— START OF PROVIDED DATA —

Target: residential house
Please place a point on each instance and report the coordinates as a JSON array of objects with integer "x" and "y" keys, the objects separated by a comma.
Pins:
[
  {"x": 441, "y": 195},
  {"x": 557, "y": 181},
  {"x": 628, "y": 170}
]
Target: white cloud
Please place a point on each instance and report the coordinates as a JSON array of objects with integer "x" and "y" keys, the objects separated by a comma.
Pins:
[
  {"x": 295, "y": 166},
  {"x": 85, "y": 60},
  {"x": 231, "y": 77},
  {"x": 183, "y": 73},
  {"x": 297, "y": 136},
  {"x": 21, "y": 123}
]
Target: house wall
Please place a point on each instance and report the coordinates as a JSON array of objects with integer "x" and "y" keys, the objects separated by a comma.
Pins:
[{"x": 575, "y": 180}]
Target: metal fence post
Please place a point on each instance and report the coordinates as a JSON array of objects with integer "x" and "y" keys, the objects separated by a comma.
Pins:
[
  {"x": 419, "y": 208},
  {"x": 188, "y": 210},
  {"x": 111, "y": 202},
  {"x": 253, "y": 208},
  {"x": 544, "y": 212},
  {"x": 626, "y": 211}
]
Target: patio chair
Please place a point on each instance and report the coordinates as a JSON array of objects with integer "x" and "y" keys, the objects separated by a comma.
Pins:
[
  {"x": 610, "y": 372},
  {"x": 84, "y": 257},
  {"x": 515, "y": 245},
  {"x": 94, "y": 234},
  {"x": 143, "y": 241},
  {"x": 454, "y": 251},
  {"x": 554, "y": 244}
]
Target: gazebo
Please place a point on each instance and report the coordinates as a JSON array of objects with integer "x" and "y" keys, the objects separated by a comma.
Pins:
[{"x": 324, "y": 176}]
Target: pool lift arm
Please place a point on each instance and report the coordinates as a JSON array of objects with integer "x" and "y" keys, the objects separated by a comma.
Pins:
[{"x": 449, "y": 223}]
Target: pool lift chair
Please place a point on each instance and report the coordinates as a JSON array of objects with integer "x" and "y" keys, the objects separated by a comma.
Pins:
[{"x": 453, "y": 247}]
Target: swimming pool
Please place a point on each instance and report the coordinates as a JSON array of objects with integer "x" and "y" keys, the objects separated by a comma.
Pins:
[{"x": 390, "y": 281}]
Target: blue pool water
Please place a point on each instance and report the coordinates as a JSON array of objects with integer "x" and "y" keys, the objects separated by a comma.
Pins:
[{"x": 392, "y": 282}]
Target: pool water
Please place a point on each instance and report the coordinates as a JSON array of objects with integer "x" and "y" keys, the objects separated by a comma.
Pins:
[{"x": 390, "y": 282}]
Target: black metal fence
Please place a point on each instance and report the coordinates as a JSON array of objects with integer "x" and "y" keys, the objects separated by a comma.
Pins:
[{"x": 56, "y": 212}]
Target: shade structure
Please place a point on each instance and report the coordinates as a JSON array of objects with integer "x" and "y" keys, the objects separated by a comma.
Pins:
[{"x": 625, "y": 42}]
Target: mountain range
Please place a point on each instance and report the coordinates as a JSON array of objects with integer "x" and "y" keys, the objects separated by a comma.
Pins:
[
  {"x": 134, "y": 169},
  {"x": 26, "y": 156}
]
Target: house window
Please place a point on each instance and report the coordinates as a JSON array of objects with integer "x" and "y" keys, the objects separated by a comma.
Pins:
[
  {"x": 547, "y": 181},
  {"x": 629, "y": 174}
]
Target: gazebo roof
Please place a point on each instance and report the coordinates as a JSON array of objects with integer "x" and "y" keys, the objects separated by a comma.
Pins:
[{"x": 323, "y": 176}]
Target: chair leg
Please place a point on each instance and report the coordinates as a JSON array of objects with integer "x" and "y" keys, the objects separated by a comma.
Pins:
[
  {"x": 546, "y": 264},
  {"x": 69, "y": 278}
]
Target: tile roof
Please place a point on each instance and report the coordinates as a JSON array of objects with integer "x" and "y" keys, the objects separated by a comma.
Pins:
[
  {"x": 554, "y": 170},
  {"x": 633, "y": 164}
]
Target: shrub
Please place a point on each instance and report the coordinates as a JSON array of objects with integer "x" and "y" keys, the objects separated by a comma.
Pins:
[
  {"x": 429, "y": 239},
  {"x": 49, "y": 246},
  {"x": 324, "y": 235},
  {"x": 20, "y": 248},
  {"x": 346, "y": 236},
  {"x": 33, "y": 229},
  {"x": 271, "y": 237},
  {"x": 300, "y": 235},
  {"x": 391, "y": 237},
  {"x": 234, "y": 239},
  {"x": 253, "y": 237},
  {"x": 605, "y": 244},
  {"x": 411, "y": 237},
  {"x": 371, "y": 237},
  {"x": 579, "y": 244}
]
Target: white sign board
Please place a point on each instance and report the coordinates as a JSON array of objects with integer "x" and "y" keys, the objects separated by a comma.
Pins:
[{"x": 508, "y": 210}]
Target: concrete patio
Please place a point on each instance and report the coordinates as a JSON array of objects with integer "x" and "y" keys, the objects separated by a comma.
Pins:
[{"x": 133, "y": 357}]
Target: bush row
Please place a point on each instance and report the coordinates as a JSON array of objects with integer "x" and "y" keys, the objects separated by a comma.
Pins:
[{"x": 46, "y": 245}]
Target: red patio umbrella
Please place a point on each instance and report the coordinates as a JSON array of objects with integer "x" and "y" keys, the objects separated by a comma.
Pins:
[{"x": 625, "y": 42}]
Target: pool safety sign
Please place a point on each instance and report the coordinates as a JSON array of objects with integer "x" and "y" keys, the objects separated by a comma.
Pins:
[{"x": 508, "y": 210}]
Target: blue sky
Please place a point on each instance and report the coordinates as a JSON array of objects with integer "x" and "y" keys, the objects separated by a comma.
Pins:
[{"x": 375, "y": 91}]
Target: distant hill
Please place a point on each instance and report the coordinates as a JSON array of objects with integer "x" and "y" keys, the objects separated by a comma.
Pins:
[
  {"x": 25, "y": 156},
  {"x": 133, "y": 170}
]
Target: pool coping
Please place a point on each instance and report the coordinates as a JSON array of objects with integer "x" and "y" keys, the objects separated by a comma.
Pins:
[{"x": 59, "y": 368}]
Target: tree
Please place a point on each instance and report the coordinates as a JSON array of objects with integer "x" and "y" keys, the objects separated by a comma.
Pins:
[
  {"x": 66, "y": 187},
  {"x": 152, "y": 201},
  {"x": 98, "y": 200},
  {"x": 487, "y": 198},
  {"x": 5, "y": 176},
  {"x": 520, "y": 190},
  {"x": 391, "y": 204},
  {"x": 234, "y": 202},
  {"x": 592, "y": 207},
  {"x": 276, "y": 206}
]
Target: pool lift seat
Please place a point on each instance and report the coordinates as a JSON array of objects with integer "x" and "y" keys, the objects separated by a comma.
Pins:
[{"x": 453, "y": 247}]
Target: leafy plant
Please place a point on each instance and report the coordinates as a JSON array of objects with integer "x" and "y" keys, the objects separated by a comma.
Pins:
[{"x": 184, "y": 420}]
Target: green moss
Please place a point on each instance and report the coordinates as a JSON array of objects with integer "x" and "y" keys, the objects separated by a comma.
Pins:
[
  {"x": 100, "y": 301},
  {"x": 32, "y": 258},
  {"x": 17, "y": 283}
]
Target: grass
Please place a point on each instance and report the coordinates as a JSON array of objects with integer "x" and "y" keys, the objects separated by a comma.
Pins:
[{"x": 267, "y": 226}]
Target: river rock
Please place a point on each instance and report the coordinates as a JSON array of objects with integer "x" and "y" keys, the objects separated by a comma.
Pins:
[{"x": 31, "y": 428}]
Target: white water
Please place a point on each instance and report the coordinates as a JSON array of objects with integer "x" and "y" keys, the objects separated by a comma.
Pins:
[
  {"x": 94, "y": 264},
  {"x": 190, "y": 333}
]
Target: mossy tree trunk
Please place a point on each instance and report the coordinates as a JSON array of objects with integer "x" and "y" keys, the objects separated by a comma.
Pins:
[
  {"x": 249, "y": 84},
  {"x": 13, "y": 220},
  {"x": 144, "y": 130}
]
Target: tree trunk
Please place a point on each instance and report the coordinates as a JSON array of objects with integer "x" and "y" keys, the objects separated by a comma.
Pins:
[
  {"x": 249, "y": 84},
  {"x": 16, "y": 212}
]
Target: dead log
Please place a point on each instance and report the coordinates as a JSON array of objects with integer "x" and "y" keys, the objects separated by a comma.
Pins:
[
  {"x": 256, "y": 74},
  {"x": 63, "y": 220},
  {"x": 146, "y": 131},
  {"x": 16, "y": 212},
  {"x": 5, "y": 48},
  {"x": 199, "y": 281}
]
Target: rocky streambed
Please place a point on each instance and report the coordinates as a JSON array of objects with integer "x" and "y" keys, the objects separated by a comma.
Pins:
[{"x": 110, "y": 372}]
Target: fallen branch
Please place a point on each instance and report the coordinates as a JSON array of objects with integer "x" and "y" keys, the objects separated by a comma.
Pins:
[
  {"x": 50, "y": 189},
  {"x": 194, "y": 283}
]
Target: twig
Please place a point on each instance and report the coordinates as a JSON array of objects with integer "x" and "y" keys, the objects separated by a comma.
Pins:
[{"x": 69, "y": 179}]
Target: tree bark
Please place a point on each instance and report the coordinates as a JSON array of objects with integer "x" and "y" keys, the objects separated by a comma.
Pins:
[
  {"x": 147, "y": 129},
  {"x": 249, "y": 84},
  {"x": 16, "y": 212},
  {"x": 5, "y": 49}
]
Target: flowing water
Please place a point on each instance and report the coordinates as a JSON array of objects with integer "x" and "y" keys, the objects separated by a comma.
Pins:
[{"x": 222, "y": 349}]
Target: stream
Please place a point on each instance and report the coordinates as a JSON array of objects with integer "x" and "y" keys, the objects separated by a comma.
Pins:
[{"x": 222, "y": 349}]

— END OF PROVIDED DATA —

• **TASK STATEMENT**
Give back exactly the lines that run from the line with "Target: tree trunk" through the close of the material, counting both ends, and nothing more.

• **COMPLETED TASK**
Target: tree trunk
Please place a point on each instance and report the coordinates as a JSON array of objects with integer "x" and "y" keys, the objects separated by a comma.
Pins:
[
  {"x": 249, "y": 84},
  {"x": 16, "y": 212}
]
Target: dead log
Please place a point on each instance and report the coordinates as a JSON array of objects with integer "x" and "y" keys, the objects separated by a comma.
Pins:
[
  {"x": 256, "y": 74},
  {"x": 63, "y": 220},
  {"x": 146, "y": 131},
  {"x": 16, "y": 212},
  {"x": 5, "y": 48},
  {"x": 199, "y": 281}
]
Target: rocky streambed
Please place a point on each instance and report the coordinates as a JSON array of objects with integer "x" and "y" keys, the objects separated by a comma.
Pins:
[{"x": 110, "y": 372}]
Target: fallen branch
Please place a point on each instance and report the coordinates as a JSON array of objects with integer "x" and "y" keys, the objects separated by a comma.
Pins:
[
  {"x": 50, "y": 189},
  {"x": 194, "y": 283}
]
Target: twig
Please place a point on each instance and report the coordinates as a JSON array of objects with integer "x" and "y" keys, the objects separated by a comma.
Pins:
[{"x": 69, "y": 179}]
Target: tree bark
Please place a point on each instance and report the coordinates as a JSON array of objects with integer "x" and "y" keys, the objects separated by a comma.
Pins:
[
  {"x": 147, "y": 129},
  {"x": 249, "y": 84},
  {"x": 16, "y": 212},
  {"x": 5, "y": 49}
]
Target: flowing water
Please place a point on each instance and report the coordinates as a JSON array of objects with integer "x" and "y" keys, the objects separated by a comma.
Pins:
[{"x": 222, "y": 349}]
Target: stream
Please place a point on each instance and report the coordinates as a JSON array of objects with integer "x" and "y" keys, the objects separated by a comma.
Pins:
[{"x": 222, "y": 349}]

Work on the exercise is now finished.